• _Objectives_
**A)** Answer these questions about the party story, one per line:
(i) How long was the drive by car from Sydney to the party?
(ii) How many minutes would the narrator have had to wait for the train to the supermarket?
(iii) What fruit did the narrator use in place of apricots?
**B)** Carry on the story of the party dessert from the point where it stops.

• _Document text_

# # #

I awoke the day of the party later than I had intended. I had just enough time, but not the right ingredients. I realised that I lacked some puff pastry that I would need to cook a Tarte Tatin if I was going to do what was easiest. I needed to find a solution.
As I was trying to work out what to do, my friend Tony texted me. “Would I like a lift?” he offered. A lift! How perfect, and so I accepted. The party was about an hour’s drive by car from Sydney, and a lift would mean that I wouldn’t need to take public transport. One less thing to worry about, but accepting a lift meant that I would would be constrained by the time I had available.
I raced off the go to the shops to buy some puff pastry, and was kicking myself that I had been closing the door to serendipity. How much time I had earlier to prepare for this party? Opportunity favours the prepared mind, and I had failed to fix a problem when it had arose earlier.
I arrived at the train station only to learn I had to wait another 15 minutes before I could travel to the supermarket to buy some puff pastry. It was too long and it wouldn’t work. I started to enter a mild panic, and was clutching at options that might work. It was a classic moment of lacking mindfulness, and being unaware towards a solution within the resources at hand.
I didn’t wait for the train, but instead visited my friend’s bakery nearby. I mumbled something to him about needing puff pastry and looking for a substitute. He responded with the best Korean politeness he could muster, not really knowing what I was exactly asking for or how he might be of help. I could have bought a cake from his shop, but my desire for creative output demanded that I cook for my friends myself regardless of the time available. I searched the internet quickly, and suddenly stumbled across a recipe that might just work.
All of a sudden, a brainwave! The conviction that I could do it! The recipe required me to make a base from thick-crusted bread into which a stewed fruit compote of apples and apricots would be filled. I had nectarines, and decided to use these as a substitute for the apricots.
But let’s just pause in this story for one moment. Why only at this point did I become so certain of my ability? A few minutes earlier I was stressing at the lack of time and ingredients, and saw the task as near impossible to achieve. Self-censoring and worry are such useless actions.

# # #

• _Stored data_

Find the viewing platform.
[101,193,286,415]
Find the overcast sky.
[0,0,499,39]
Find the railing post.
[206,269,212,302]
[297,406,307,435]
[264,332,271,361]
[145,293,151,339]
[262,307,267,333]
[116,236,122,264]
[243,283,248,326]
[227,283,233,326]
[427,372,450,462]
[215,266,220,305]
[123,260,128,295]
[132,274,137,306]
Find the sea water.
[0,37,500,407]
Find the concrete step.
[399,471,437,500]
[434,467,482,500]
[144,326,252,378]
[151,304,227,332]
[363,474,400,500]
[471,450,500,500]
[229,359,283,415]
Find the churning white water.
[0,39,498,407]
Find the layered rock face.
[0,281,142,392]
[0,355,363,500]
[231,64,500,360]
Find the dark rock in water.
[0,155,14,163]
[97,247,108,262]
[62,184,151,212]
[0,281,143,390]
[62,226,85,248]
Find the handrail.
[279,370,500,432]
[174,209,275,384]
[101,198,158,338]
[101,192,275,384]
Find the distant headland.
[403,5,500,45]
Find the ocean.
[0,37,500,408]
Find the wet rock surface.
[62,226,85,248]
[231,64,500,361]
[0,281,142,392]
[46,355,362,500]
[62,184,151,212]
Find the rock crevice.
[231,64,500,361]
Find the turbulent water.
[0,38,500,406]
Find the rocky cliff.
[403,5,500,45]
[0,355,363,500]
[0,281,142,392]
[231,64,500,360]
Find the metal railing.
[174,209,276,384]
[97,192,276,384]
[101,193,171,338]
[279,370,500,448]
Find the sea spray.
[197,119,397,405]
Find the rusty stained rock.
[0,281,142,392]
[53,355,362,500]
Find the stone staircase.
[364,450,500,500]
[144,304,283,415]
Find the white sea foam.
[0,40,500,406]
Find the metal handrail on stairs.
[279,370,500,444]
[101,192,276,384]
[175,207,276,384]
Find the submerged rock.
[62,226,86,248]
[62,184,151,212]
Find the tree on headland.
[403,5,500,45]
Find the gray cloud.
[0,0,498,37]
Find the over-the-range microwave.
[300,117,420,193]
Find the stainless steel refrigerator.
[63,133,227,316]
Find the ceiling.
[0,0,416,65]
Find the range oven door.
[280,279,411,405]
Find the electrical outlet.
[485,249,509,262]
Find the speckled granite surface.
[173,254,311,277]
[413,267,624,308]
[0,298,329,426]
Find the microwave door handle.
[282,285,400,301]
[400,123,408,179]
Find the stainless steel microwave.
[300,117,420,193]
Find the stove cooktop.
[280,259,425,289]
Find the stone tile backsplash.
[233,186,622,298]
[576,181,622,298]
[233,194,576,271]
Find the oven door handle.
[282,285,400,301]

# # #

• _Per-task answers_
**A)**
(i) About an hour
(ii) 15 minutes
(iii) Nectarines

**B)**
Arriving home with thick-crusted bread, I began cooking with pleasure. The nectarines were crushed in my hands with the juice and pulp messily wetting my fingers. Cutting the apples became a meditative process. My sense of hurry seemed to disappear. The fruit began to change colour in the pot where it was boiling, which was an act of modern day alchemy at its simplest.
I had to cut off the crusts the lovely fresh and thick bread which made the soft, white fluff crush together. A memory of playing with my food when I was a child.
Melted butted was painted into a golden, oily film on each side of the bread using my basting brush. The moist and sponge-like bread was then encrusted in a cinnamon and sugar dust. A bowl was lined, and the compote inserted before baking in a hot oven.
I texted my friend Tony. Time was against me and I was not going to make the lift he had offered. I would meet everyone at the party, and instead travel on the bus. Truth be known, this was my plan all along, and an option I preferred. But why did I prefer to travel alone? It wasn’t really because I enjoyed the solitude, or because I had the opportunity to ‘do some things’. I realised that I was embarrassed of my past failures. I felt like I was all backswing, and no hit.
The irony was that I was focusing on my past failures all the while creating a delicious dessert people would later crave. What is that if not success? It is also worth noting that the success was only possible because of the chemistry that came through the enjoyment of others. No one stands completely alone.
The pie was ready, and came out of the oven. I painted the surface as if my canvas with apricot jam which I had cooked the previous week. My basting brush moved in broad strokes that would be invisible to others. Those enjoying the dessert would only see the completed whole, and not the workmanship involved.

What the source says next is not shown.